[EXERCISE DIRECTIONS]: From the data below, copy each line that includes the word "sandy".

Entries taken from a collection
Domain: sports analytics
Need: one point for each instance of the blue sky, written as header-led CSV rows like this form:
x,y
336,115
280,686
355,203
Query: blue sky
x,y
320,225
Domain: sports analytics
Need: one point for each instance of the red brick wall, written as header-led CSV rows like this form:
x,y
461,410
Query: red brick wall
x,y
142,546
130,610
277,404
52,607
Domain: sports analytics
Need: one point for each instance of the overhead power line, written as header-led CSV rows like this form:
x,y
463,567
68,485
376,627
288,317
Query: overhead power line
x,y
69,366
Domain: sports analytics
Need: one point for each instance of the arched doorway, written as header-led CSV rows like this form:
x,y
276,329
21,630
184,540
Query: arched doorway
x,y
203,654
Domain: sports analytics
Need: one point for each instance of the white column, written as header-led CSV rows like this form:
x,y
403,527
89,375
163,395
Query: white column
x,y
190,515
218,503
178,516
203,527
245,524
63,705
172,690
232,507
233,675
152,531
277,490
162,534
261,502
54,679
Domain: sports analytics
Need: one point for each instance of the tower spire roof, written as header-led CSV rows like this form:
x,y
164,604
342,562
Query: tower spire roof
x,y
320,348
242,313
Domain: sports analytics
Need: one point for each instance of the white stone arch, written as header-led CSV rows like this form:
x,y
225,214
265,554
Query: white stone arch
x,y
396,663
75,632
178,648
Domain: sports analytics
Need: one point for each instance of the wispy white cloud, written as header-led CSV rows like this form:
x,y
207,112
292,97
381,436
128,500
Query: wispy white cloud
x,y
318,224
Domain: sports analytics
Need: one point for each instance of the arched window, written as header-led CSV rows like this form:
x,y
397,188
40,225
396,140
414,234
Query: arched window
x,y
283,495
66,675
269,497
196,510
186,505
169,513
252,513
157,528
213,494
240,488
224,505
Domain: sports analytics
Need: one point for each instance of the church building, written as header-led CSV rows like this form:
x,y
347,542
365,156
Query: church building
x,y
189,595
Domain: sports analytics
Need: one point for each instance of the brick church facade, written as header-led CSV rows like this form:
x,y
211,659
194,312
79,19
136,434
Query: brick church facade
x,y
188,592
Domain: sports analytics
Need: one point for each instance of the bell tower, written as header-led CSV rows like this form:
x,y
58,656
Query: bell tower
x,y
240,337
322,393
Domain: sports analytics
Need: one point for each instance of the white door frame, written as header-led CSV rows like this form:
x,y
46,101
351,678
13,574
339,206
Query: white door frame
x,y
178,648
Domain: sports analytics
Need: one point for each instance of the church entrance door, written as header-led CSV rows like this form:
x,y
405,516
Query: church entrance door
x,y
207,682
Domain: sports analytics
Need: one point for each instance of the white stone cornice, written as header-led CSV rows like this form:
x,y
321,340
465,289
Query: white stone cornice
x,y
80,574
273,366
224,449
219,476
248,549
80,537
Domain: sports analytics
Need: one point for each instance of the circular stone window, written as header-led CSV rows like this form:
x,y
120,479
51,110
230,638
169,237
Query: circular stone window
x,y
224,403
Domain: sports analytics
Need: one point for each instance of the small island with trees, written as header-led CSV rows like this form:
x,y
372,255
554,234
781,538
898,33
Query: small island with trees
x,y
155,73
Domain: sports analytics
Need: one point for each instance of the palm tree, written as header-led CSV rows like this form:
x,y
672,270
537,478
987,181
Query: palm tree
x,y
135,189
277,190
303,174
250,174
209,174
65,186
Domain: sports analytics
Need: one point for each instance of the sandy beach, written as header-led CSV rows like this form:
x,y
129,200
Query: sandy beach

[OUTPUT BELOW]:
Need: one point for each instance of the sandy beach, written as header-led CSV rows like this form:
Query: sandy beach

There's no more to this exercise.